INPUT DATA:
◆ ◆ ◆

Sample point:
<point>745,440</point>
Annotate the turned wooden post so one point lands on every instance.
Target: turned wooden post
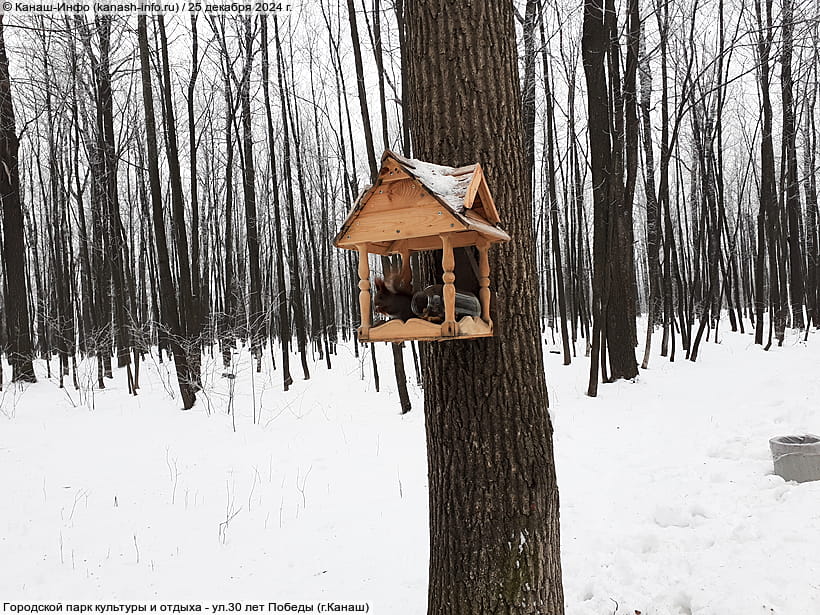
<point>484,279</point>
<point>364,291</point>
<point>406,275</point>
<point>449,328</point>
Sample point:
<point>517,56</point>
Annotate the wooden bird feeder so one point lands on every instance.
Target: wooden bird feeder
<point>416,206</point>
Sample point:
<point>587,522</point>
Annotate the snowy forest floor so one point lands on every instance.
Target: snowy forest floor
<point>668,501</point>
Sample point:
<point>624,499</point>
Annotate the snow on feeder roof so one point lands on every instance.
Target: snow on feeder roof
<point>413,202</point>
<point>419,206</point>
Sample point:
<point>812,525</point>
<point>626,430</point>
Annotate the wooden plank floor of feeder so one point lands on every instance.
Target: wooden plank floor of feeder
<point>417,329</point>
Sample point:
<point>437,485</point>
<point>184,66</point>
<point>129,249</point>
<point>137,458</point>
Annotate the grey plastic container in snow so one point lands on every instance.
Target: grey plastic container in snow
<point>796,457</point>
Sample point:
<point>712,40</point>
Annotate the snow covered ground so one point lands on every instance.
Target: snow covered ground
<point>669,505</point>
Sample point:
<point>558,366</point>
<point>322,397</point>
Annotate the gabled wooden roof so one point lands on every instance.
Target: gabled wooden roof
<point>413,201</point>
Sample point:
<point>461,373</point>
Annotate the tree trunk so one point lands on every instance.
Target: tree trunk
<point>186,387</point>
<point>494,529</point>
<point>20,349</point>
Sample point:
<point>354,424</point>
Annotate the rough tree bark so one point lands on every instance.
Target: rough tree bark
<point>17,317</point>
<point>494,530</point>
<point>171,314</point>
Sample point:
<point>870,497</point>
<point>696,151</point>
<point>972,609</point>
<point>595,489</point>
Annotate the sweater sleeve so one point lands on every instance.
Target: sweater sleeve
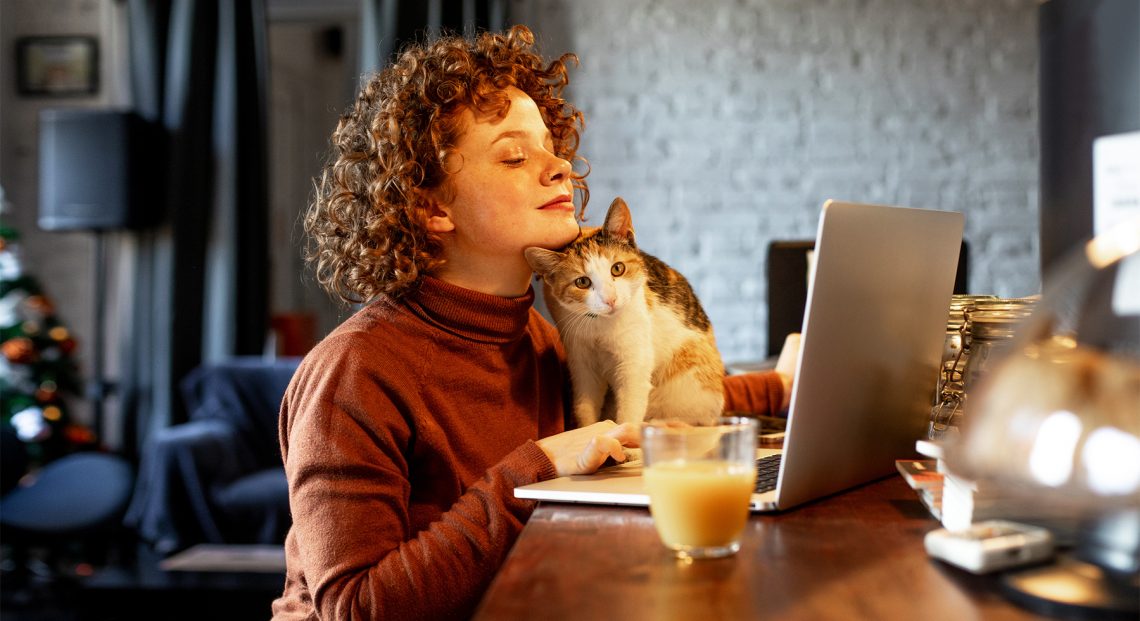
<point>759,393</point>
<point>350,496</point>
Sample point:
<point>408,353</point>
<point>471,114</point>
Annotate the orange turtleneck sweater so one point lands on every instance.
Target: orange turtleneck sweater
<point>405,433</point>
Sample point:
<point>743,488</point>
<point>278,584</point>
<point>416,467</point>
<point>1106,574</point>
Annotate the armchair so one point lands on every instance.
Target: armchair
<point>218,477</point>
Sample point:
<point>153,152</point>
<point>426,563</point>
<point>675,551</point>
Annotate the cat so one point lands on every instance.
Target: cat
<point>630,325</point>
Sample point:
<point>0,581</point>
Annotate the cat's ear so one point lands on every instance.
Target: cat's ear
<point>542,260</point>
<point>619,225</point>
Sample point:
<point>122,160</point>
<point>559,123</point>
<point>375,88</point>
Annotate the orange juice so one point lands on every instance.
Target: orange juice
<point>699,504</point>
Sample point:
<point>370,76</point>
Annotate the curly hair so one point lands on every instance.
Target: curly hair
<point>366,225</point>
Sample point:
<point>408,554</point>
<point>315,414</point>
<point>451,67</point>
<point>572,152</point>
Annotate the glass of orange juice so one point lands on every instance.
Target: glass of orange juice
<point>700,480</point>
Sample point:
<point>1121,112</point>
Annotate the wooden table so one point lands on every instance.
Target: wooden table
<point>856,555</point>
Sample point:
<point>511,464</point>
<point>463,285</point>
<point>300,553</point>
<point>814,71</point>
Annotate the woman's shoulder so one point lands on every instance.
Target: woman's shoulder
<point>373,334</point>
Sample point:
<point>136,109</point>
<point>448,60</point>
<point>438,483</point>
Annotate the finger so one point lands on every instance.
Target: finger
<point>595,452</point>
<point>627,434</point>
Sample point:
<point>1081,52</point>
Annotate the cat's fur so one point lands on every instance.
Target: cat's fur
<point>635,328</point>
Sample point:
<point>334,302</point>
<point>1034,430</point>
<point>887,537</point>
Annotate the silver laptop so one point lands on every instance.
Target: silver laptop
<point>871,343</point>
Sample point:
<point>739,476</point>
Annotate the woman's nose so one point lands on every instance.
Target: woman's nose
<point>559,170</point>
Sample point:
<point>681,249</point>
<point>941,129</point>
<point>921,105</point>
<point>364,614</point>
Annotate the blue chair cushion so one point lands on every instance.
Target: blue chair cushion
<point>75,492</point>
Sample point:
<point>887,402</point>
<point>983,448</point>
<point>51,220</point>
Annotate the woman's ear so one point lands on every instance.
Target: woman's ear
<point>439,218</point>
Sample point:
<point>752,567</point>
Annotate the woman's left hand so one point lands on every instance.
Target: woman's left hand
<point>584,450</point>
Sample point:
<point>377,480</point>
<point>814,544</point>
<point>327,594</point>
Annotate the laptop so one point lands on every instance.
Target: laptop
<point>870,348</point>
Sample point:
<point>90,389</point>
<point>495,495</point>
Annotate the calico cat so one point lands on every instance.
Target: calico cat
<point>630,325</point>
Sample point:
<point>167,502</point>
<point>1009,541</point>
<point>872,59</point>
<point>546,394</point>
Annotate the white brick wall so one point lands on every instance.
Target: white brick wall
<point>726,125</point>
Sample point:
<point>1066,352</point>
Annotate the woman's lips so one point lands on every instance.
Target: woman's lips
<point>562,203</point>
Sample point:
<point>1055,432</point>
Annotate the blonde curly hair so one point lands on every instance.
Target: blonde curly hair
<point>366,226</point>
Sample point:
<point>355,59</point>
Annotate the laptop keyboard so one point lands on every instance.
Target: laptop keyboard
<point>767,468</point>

◆ ◆ ◆

SET PROBLEM:
Copy the material above word for word, leaving out the pictures.

SOLVED PROBLEM:
Sample point:
<point>745,440</point>
Annotate the turned wooden post so one point lands on every instance.
Target: turned wooden post
<point>484,279</point>
<point>364,291</point>
<point>406,275</point>
<point>449,328</point>
Sample point:
<point>517,56</point>
Annotate the wooden bird feeder so one point lands on every instance.
Target: wooden bird feeder
<point>416,206</point>
Sample point:
<point>587,522</point>
Annotate the snowy forest floor so one point lands on every instance.
Target: snowy forest floor
<point>668,501</point>
Sample point:
<point>624,499</point>
Annotate the snow on feeder roof so one point lands on every instance.
Target: snow on feeder roof
<point>413,202</point>
<point>419,206</point>
Sample point:
<point>812,525</point>
<point>626,430</point>
Annotate the wooden plank floor of feeder so one point lands on every instance.
Target: wooden plank floor of feeder
<point>417,329</point>
Sample point:
<point>437,485</point>
<point>184,66</point>
<point>129,249</point>
<point>137,458</point>
Annotate the grey plastic container in snow so one point lands on every instance.
Target: grey plastic container in snow
<point>796,457</point>
Sample point:
<point>712,40</point>
Annotate the snow covered ground so one point lands on every instance.
Target: snow covered ground
<point>669,505</point>
Sample point:
<point>558,366</point>
<point>322,397</point>
Annotate the gabled wooden roof so one point lands on every instance.
Target: gabled wooden roof
<point>413,201</point>
Sample point:
<point>461,373</point>
Annotate the tree trunk so one point lands on every instance.
Target: tree trunk
<point>186,387</point>
<point>494,529</point>
<point>20,349</point>
Sample point:
<point>354,424</point>
Annotate the rough tree bark so one point lands on every instance.
Target: rough tree bark
<point>17,317</point>
<point>494,530</point>
<point>171,314</point>
Sample point:
<point>870,497</point>
<point>696,151</point>
<point>972,609</point>
<point>595,489</point>
Annotate the sweater sleeve so one point lands on every instance.
Target: sweater sleeve
<point>759,393</point>
<point>350,496</point>
Sample point:
<point>408,353</point>
<point>471,114</point>
Annotate the orange turtleneck sweater so one point lands on every instance.
Target: orange turtleneck sweater
<point>405,433</point>
Sample point:
<point>743,488</point>
<point>278,584</point>
<point>416,467</point>
<point>1106,574</point>
Annotate the armchair so one point lands on every instance.
Target: armchair
<point>218,477</point>
Sample point:
<point>153,152</point>
<point>426,563</point>
<point>675,551</point>
Annotate the cat so one point lands on every instance.
Target: cat
<point>630,325</point>
Sample point:
<point>0,581</point>
Annotate the cat's ear so one point lands on every instance.
Target: cat's ear
<point>542,260</point>
<point>619,225</point>
Sample point:
<point>122,160</point>
<point>559,123</point>
<point>375,88</point>
Annotate the orange juice so one point lands on every instance.
Target: orange juice
<point>699,504</point>
Sample point:
<point>370,76</point>
Annotate the curly hair so one point lands on every instance.
Target: curly hair
<point>366,225</point>
Sample point:
<point>408,554</point>
<point>315,414</point>
<point>451,67</point>
<point>572,152</point>
Annotate the glass of orange juice so one point lands on every instance.
Target: glass of orange juice
<point>700,480</point>
Sample point:
<point>1121,112</point>
Annotate the wooden table so one point lands on every instance.
Target: wooden table
<point>856,555</point>
Sample point:
<point>511,464</point>
<point>463,285</point>
<point>300,553</point>
<point>814,71</point>
Annotate the woman's shoulder so one point lands on every instance.
Target: woman's shoulder
<point>373,334</point>
Sample point:
<point>136,109</point>
<point>448,60</point>
<point>438,483</point>
Annotate the finger so one point lands on every instance.
Target: finger
<point>595,452</point>
<point>627,434</point>
Sample point:
<point>1081,52</point>
Annotate the cat's fur so one point lands on every instance.
Target: cat's fur
<point>635,328</point>
Sample point:
<point>334,302</point>
<point>1034,430</point>
<point>887,537</point>
Annotate the silver laptop so one point lands on every instance.
Target: silver laptop
<point>871,343</point>
Sample point:
<point>739,476</point>
Annotate the woman's nose so one point lands on every instance.
Target: woman's nose
<point>559,170</point>
Sample point:
<point>681,249</point>
<point>941,129</point>
<point>921,105</point>
<point>364,614</point>
Annotate the blue chair cushion so one point lands on every instance.
Target: blue chair cushion
<point>75,492</point>
Sample point:
<point>887,402</point>
<point>983,448</point>
<point>51,220</point>
Annotate the woman's ear so one point lands on every instance.
Target: woman's ear
<point>439,218</point>
Sample point:
<point>752,567</point>
Annotate the woman's left hand so one point lands on every instance.
Target: woman's left hand
<point>584,450</point>
Sample point:
<point>377,480</point>
<point>814,544</point>
<point>327,594</point>
Annotate the laptop so one point lands on every instance.
Target: laptop
<point>870,348</point>
Sample point:
<point>90,389</point>
<point>495,495</point>
Annotate the calico cat so one point lands on every instance.
Target: calico cat
<point>630,325</point>
Sample point:
<point>167,502</point>
<point>1009,541</point>
<point>872,59</point>
<point>546,394</point>
Annotate the white brick wall so one point lands on every instance.
Target: white brick wall
<point>726,125</point>
Sample point:
<point>1066,352</point>
Annotate the woman's lips so one point lands on every instance.
Target: woman's lips
<point>562,203</point>
Sample point:
<point>1055,432</point>
Annotate the blonde curly hair so one point lands on every instance.
Target: blonde curly hair
<point>366,226</point>
Sample point:
<point>355,59</point>
Annotate the laptop keyboard so one point lands on every instance.
Target: laptop keyboard
<point>767,468</point>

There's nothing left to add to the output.